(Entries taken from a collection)
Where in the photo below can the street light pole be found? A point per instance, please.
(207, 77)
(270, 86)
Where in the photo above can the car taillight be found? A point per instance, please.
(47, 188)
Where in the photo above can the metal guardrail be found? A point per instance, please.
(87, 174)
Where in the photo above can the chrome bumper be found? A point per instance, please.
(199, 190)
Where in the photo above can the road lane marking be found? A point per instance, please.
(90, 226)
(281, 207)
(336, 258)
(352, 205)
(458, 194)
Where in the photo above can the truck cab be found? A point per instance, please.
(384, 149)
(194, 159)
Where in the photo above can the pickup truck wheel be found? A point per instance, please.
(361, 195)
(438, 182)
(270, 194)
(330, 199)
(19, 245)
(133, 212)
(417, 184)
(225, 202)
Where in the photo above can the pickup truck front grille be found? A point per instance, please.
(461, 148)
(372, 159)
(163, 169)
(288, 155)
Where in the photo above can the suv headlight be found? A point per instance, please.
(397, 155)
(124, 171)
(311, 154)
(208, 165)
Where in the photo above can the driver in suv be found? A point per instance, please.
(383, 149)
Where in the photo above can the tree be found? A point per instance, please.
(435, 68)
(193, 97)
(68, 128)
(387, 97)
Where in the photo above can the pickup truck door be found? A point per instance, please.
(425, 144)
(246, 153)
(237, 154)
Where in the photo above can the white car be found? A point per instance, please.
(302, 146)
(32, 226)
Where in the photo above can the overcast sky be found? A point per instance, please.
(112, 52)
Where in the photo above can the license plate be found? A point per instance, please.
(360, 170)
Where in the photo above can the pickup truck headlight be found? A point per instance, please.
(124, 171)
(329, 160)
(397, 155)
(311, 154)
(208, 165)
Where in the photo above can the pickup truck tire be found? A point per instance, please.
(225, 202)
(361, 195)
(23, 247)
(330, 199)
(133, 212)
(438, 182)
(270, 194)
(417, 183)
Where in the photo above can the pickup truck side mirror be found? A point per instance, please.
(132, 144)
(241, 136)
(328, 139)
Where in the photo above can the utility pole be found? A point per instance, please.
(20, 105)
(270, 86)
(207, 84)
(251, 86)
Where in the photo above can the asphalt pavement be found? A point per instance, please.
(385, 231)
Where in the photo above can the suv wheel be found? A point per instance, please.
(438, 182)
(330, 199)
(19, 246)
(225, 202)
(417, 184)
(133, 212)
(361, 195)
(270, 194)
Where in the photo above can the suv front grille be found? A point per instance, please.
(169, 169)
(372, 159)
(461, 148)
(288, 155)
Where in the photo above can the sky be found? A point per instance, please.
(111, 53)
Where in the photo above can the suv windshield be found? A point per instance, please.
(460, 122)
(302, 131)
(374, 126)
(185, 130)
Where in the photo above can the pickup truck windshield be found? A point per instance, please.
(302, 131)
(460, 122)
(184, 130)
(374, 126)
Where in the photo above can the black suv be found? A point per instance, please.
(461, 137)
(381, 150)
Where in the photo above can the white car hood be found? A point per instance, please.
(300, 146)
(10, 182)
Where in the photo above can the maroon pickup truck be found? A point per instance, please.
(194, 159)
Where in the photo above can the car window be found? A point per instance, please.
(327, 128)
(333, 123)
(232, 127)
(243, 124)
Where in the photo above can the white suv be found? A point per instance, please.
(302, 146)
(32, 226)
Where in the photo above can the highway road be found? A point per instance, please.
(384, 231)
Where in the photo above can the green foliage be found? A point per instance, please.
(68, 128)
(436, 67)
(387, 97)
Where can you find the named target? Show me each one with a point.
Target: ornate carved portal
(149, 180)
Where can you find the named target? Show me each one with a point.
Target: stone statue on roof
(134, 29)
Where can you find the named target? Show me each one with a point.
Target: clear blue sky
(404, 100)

==

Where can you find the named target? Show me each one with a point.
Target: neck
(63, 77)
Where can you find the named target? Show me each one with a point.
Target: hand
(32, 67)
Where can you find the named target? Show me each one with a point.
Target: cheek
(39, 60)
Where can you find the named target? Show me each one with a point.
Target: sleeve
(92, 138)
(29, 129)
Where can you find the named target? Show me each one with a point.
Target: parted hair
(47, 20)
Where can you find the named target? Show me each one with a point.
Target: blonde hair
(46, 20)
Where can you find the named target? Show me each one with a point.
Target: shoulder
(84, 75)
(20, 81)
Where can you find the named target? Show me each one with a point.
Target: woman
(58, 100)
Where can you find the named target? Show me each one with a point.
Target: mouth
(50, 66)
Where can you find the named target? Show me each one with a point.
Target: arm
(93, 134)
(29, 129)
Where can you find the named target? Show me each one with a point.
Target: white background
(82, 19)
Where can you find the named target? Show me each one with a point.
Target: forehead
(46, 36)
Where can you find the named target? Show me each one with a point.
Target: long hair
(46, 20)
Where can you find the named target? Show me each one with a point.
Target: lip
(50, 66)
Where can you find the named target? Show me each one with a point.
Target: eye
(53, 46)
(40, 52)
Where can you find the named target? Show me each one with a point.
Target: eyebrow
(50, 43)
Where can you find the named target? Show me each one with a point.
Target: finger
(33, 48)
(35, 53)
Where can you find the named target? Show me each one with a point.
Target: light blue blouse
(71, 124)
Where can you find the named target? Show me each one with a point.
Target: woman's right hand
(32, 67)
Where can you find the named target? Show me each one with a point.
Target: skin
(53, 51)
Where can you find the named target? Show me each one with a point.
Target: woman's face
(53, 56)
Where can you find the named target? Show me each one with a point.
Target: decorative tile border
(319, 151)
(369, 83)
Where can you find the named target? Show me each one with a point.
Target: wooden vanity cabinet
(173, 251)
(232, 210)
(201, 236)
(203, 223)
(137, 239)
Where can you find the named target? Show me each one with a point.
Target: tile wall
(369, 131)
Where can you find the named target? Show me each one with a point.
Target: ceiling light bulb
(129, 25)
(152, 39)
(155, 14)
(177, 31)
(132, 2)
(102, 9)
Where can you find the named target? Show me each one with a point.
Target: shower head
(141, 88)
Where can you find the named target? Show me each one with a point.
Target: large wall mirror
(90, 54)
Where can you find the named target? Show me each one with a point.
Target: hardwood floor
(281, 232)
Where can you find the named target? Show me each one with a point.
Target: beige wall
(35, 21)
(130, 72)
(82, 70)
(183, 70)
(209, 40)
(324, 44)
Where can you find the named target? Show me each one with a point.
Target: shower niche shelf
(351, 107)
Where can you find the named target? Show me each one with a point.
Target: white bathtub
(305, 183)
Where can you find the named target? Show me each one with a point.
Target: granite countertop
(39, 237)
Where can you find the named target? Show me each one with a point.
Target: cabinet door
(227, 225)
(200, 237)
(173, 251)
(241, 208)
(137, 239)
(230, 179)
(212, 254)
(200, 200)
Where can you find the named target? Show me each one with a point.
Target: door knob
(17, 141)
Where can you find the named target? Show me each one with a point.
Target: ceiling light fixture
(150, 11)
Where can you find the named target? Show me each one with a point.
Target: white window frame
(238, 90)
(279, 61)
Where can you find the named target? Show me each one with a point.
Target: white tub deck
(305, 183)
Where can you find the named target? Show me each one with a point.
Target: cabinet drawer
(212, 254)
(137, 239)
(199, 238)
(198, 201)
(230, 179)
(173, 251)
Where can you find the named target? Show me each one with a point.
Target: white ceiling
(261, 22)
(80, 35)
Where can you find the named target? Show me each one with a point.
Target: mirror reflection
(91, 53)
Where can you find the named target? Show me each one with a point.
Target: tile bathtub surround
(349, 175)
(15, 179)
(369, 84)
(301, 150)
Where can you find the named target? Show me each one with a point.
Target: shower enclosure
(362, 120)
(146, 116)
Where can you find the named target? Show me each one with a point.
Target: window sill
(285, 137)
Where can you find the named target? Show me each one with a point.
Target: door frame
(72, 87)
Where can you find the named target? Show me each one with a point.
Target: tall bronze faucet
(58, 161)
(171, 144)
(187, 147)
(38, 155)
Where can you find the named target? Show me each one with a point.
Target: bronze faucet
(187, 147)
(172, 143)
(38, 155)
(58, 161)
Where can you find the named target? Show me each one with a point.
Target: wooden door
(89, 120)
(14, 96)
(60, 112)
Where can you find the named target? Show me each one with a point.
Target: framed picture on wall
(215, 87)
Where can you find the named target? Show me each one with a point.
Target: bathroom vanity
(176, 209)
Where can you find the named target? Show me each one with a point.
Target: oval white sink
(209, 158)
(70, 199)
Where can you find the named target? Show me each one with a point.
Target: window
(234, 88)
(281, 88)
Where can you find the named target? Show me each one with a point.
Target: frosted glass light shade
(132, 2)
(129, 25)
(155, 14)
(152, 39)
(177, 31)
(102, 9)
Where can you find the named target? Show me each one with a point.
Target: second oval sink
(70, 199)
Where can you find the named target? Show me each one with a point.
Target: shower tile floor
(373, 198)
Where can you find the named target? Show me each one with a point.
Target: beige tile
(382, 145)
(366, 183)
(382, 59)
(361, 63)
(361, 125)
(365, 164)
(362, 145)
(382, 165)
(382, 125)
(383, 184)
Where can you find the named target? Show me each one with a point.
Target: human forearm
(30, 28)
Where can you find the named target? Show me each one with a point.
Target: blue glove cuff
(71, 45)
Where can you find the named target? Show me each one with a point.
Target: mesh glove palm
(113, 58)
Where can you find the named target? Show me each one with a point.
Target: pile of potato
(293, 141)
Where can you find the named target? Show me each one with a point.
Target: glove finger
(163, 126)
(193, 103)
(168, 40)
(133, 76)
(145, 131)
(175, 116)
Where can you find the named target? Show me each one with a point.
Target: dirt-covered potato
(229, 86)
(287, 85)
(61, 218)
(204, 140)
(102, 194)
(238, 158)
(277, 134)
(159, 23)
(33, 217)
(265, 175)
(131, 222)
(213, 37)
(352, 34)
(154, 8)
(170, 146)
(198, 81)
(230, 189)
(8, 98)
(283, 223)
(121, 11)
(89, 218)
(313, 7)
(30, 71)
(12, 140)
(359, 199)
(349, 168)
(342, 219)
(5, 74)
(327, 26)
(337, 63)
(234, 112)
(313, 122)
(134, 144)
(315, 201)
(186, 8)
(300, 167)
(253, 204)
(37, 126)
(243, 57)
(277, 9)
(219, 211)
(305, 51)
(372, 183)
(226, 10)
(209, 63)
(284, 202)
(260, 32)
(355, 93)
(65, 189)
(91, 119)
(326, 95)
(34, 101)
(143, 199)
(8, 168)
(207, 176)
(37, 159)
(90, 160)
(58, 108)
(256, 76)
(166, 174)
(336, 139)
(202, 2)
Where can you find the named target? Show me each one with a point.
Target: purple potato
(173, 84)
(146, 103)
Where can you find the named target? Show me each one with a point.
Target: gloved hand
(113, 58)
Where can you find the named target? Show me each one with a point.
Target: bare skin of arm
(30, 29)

==

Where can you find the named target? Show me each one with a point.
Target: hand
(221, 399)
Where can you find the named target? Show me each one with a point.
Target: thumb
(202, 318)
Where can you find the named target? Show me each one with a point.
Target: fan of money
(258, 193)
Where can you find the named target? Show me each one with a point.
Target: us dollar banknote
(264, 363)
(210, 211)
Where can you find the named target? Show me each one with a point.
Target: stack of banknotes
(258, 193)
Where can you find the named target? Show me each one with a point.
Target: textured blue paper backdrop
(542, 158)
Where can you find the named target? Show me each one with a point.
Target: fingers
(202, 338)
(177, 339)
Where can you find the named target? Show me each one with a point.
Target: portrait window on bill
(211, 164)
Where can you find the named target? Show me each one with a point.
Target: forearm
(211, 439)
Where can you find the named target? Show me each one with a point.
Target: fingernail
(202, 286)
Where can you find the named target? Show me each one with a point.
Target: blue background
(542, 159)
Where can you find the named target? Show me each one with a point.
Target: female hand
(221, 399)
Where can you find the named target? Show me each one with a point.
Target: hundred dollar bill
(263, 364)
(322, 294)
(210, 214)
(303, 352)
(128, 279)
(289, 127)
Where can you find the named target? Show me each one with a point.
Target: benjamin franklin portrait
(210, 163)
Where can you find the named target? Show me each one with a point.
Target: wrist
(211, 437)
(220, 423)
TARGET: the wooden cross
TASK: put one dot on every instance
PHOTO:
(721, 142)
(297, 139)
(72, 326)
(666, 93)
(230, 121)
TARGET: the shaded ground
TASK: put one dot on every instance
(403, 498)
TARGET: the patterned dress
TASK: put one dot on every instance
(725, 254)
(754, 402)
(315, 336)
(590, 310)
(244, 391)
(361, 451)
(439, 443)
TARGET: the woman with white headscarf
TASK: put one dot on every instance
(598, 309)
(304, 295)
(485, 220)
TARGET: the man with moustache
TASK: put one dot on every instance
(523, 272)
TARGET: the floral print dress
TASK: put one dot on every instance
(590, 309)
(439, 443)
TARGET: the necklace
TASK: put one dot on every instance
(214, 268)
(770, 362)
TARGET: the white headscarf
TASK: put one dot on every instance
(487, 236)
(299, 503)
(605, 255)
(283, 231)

Instructions to follow - Pick out every line above that contains the word "headscarf" and copy it.

Task solution -
TARGET: the woman with white headscarf
TARGET: the white headscarf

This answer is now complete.